▶ [SOURCE PASSAGE]

▬▬▬▬▬▬▬▬▬▬

A Jet Stream All the Way

Surrounded by national forest, Fish Hole Creek flows through the small Oregon town of Bly.   For a small town located in the midst of a national forest, 50 miles from the closest Walmart, Bly has had more than its share of notoriety.   Besides being the home of Earnest Ujaama, who in 2002 was indicted and arrested for setting up a Taliban terrorist training camp just outside of town, Bly was also the place where, in May of 1945, a Japanese bomb exploded and killed six people while picnicking.   That makes Bly the location of the only fatalities suffered during WWII in the contiguous United States as a result of an enemy attack.

The bomb was one of several hundred attached to balloons that the Japanese launched in the hope they would reach the west coast of the United States.   At the time, the Japanese knew a bunch of things that we gringos did not, including how to take advantage of the jet stream.

It wasn’t until American bombers launched raids out of the Marianas to Japan and faced headwinds as strong as 200 mph that Americans “discovered” the jet stream for themselves. American meteorologists were late to the party, and it took pilots facing the challenge of how long their fuel would allow them to fly to educate them.

When flying coast to coast commercially you will have noticed, undoubtedly, that the trip typically takes an hour less when flying from west to east than in the opposite direction.   That is because most route planners try to save fuel by hitching a ride on the jet stream, which blows perpetually from the west to east on this planet (other planets with atmospheres have them as well). The jet stream can be found between 25,000 and 40,000 feet above ground, and can move anywhere between 50 and 300 miles per hour, which is why when you have it on your tail you can really make good time.

Understanding the physics behind the jet stream requires a much deeper knowledge of the fundamentals of meteorology than I have ever had, which is a sad reminder that the “B” I received in high school physics was an act of sheer generosity.   If you’re interested in the how and why of these things, you will need to know about the Coriolis effect and a few other key meteorological concepts, and if you do know this already you are certainly a better person than me.

▬▬▬▬▬▬▬▬▬▬

[Referring expression grounding data]

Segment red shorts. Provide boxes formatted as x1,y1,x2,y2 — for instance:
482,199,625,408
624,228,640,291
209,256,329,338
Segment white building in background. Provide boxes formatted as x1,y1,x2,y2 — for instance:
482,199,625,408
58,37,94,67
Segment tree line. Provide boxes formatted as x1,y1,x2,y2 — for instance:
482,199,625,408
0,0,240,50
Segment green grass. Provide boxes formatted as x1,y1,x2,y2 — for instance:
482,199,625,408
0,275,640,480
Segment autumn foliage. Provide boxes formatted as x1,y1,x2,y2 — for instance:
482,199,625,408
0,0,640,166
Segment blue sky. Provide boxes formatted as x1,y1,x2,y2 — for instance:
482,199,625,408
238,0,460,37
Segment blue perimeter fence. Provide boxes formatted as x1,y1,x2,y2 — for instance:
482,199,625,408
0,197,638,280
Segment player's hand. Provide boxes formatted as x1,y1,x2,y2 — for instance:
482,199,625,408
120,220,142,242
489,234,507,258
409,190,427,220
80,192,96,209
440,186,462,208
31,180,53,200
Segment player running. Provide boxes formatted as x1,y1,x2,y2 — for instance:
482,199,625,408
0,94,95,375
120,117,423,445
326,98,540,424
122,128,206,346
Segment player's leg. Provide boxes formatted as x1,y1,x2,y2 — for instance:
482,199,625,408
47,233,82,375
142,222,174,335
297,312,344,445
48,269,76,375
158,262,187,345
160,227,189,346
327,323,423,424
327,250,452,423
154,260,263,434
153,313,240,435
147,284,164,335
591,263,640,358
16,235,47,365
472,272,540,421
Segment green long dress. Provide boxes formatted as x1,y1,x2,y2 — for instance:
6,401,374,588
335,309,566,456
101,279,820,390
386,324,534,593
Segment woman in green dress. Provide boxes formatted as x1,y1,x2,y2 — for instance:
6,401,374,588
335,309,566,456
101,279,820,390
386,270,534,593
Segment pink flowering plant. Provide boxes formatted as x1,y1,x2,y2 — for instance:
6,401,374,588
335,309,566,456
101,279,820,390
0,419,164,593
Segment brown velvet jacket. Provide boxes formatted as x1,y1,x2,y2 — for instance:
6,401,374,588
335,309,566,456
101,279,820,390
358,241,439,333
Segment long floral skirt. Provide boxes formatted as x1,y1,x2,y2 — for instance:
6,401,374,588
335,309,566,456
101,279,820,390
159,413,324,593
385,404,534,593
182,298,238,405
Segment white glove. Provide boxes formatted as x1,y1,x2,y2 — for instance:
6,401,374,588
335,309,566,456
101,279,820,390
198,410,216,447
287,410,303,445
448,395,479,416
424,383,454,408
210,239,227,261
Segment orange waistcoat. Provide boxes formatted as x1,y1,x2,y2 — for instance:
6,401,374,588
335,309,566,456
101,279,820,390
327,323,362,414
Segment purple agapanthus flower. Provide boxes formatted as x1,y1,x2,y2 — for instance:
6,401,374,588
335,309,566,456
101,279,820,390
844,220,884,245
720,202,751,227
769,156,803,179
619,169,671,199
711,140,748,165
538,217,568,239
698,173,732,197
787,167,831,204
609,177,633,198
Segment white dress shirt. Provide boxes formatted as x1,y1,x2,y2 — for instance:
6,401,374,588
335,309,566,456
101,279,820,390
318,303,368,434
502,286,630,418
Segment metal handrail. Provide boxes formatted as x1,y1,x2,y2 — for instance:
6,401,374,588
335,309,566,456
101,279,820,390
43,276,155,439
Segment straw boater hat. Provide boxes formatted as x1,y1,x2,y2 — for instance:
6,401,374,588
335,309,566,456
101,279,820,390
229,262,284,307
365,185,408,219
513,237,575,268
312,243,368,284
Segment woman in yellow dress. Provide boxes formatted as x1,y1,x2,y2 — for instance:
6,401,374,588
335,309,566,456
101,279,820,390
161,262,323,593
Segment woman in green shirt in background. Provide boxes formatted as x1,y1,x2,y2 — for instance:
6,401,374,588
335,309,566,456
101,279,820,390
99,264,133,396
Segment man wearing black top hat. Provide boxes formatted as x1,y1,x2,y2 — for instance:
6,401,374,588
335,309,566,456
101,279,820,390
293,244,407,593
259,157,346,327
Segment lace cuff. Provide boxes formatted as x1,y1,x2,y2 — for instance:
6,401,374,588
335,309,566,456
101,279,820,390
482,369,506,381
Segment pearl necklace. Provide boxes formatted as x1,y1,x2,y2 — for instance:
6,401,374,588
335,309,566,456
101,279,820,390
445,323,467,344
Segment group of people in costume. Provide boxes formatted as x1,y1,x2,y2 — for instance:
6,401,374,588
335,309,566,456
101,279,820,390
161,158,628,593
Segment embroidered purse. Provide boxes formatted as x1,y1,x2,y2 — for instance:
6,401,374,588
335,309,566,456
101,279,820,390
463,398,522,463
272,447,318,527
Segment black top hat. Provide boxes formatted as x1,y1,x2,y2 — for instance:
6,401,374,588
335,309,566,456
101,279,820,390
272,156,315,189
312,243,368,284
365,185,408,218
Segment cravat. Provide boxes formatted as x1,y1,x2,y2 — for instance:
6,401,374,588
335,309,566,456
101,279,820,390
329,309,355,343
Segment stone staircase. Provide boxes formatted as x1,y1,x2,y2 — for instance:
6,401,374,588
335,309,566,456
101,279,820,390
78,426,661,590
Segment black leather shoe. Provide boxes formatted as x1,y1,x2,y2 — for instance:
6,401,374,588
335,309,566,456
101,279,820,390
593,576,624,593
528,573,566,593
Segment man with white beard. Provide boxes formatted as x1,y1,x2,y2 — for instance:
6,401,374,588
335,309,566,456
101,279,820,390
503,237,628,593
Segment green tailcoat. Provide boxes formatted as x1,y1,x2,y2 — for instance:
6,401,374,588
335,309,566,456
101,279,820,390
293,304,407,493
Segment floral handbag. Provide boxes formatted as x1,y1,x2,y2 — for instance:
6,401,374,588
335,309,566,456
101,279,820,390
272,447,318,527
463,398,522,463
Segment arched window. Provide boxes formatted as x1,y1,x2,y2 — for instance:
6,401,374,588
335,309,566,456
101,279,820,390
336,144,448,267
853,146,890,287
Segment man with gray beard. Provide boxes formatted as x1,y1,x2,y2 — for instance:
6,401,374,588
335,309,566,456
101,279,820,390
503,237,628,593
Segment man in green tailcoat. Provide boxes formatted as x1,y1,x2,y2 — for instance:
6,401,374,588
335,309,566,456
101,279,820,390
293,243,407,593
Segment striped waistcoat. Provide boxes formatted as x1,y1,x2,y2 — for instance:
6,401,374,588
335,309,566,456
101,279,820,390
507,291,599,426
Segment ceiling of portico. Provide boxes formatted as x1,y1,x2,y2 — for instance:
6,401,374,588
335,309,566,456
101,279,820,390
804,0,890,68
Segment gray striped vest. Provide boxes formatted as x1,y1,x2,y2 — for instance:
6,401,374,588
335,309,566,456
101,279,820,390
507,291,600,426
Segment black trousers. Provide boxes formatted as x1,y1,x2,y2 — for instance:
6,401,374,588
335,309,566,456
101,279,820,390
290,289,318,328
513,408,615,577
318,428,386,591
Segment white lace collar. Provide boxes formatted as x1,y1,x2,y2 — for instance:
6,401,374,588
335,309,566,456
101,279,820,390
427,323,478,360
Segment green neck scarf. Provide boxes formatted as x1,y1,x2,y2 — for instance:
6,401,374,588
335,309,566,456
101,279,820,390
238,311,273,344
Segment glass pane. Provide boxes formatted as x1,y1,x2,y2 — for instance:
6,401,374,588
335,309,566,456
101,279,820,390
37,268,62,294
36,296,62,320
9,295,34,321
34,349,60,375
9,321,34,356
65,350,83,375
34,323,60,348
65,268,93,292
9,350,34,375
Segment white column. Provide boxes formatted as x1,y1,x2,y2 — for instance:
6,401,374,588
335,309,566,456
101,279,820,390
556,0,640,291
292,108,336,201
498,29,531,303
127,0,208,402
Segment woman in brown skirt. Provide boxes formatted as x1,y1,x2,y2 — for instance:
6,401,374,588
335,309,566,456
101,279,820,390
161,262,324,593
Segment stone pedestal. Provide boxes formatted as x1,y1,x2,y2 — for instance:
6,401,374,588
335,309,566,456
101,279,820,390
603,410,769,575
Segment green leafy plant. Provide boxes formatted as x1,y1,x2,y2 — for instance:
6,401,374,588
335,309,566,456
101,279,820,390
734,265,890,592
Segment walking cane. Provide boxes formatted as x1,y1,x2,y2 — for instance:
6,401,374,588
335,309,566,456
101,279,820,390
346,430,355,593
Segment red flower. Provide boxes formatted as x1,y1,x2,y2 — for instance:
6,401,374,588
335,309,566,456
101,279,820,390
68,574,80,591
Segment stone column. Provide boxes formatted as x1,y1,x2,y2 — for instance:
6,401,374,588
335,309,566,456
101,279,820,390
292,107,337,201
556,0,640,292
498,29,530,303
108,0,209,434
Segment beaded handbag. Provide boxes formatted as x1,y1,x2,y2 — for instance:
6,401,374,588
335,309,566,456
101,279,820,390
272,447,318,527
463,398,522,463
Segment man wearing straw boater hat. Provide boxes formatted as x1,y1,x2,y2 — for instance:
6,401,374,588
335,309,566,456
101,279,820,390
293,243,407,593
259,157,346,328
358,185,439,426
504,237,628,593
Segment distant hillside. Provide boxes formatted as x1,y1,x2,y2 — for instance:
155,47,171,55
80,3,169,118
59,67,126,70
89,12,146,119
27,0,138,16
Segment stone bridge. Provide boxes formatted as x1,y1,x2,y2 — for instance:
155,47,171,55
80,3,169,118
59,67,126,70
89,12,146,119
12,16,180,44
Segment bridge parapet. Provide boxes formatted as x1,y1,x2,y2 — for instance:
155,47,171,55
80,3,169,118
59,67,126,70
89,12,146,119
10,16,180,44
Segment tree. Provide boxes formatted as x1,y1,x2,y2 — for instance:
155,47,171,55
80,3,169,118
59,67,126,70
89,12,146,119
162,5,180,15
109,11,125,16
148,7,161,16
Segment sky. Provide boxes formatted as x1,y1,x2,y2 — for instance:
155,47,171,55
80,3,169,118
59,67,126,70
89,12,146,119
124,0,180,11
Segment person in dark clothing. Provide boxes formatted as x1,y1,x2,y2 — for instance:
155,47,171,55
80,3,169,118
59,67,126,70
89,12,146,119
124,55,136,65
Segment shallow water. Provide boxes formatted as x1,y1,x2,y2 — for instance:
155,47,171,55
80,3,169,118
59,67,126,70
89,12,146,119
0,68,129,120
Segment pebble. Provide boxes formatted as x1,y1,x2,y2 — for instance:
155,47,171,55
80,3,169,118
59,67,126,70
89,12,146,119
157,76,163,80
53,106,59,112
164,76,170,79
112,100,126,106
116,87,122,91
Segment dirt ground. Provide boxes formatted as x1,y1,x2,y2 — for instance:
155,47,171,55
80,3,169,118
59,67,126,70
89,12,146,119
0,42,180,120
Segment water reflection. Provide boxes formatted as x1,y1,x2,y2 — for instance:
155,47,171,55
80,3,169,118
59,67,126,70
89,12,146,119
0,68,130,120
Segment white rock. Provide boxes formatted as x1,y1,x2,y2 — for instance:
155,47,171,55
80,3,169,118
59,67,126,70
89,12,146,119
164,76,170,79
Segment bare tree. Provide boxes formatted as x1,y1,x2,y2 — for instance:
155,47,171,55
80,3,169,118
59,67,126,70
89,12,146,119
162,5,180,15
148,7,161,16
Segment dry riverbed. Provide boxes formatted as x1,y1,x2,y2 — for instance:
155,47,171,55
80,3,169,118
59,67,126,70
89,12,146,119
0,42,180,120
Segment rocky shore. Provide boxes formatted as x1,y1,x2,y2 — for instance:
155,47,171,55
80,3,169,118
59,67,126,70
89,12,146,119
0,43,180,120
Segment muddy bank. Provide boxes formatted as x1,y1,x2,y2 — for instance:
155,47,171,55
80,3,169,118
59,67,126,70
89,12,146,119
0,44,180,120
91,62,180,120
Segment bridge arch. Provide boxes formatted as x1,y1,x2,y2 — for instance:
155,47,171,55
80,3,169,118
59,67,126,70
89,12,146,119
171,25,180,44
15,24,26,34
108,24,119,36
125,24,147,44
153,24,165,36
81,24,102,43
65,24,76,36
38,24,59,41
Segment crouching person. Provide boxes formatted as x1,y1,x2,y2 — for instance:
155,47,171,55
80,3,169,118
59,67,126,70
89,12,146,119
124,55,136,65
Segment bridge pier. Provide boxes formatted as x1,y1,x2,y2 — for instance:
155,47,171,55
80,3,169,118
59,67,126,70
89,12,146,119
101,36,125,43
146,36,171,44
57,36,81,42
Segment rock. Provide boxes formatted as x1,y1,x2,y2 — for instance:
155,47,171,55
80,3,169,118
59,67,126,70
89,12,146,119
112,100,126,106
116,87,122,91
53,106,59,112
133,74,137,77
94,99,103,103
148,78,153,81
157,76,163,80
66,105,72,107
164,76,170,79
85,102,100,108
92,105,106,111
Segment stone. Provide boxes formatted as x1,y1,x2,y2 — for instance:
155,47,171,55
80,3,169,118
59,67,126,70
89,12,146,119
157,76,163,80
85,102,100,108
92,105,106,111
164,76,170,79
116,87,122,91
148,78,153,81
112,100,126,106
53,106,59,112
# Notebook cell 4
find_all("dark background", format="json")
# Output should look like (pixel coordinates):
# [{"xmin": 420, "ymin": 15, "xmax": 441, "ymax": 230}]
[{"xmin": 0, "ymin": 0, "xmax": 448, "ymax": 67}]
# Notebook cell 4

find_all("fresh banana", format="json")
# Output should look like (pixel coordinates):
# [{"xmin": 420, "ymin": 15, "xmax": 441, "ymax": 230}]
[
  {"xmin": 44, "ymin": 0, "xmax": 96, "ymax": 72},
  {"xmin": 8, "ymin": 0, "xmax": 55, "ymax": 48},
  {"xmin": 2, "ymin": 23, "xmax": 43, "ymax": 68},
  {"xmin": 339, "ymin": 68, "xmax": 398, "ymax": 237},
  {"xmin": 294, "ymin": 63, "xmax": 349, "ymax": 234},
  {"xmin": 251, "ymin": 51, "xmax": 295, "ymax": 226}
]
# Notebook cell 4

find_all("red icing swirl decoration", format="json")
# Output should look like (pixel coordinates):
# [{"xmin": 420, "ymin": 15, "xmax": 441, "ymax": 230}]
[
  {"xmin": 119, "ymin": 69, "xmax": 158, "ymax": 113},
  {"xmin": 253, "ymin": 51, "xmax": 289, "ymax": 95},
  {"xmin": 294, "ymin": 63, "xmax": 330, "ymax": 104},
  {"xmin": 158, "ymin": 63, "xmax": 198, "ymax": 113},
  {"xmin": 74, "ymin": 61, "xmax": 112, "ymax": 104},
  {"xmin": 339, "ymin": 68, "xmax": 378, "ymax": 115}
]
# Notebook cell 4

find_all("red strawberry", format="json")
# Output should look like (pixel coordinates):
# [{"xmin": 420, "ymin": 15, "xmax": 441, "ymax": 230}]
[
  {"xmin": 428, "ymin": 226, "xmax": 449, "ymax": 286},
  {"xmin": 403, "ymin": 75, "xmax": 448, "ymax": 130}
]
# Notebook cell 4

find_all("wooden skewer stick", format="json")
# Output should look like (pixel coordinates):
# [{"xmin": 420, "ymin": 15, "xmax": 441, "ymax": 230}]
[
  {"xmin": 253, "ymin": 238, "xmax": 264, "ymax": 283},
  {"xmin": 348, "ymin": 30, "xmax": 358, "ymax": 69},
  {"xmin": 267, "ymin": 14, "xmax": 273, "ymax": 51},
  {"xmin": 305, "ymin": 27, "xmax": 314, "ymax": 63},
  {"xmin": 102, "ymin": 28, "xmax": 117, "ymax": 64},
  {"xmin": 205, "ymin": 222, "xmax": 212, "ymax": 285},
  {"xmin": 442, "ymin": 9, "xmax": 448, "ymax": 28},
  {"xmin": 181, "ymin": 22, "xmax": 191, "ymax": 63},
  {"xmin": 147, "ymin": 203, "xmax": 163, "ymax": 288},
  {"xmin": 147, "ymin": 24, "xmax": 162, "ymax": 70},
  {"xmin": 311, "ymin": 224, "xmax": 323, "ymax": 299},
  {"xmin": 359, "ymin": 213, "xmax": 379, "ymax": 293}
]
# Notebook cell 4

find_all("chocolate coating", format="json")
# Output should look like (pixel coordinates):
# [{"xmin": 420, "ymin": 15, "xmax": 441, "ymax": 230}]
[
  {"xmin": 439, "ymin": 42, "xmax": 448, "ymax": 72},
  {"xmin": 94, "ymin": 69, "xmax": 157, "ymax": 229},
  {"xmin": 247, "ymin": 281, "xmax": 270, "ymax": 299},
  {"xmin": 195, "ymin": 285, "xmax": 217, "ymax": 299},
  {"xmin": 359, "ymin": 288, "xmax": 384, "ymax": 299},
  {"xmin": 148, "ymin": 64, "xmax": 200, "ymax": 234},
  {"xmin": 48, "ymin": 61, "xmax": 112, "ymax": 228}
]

▬▬▬▬▬▬▬▬▬▬

▶ [TASK DIRECTIONS] Extend the essay on the jet stream and the Japanese balloon bombs, picking up right after its last sentence.

▶ [ANSWER TO THIS PROBLEM]
What I do know is that this powerful wind meanders through the atmosphere above us, affecting the flight path of airplanes as well as the weather below and around it.   It gives new meaning to the phrase “go with the flow” in my quest to find new meaning in pedestrian phrases.   Pilots can hitch a ride on it, or try to avoid it going the opposite direction.   Warriors can launch balloons into it in order to deliver explosives to their enemies.   And blog writers linking the world of aviation to the world of the psyche can attempt to use it as a metaphor.

Given that the jet stream will likely be around as long as there is an atmosphere surrounding a large spinning ball creating energetic forces, then we can say with some confidence and apologies to Stephen Sondheim that when you’re a jet stream you’re a jet stream all the way. Fierce winds of hatred seem to blow interminably amid the surrounding atmosphere of loving-kindness.   Government and the taxes that support it is a force majeure that seems to operate the same way.   Suffering, also like the jet stream, is an ineluctable force of nature that follows a capricious, meandering path.    And, not unlike a pilot who tries to avoid it, trying to ignore either taxes or suffering in general will likely only make the pain last longer.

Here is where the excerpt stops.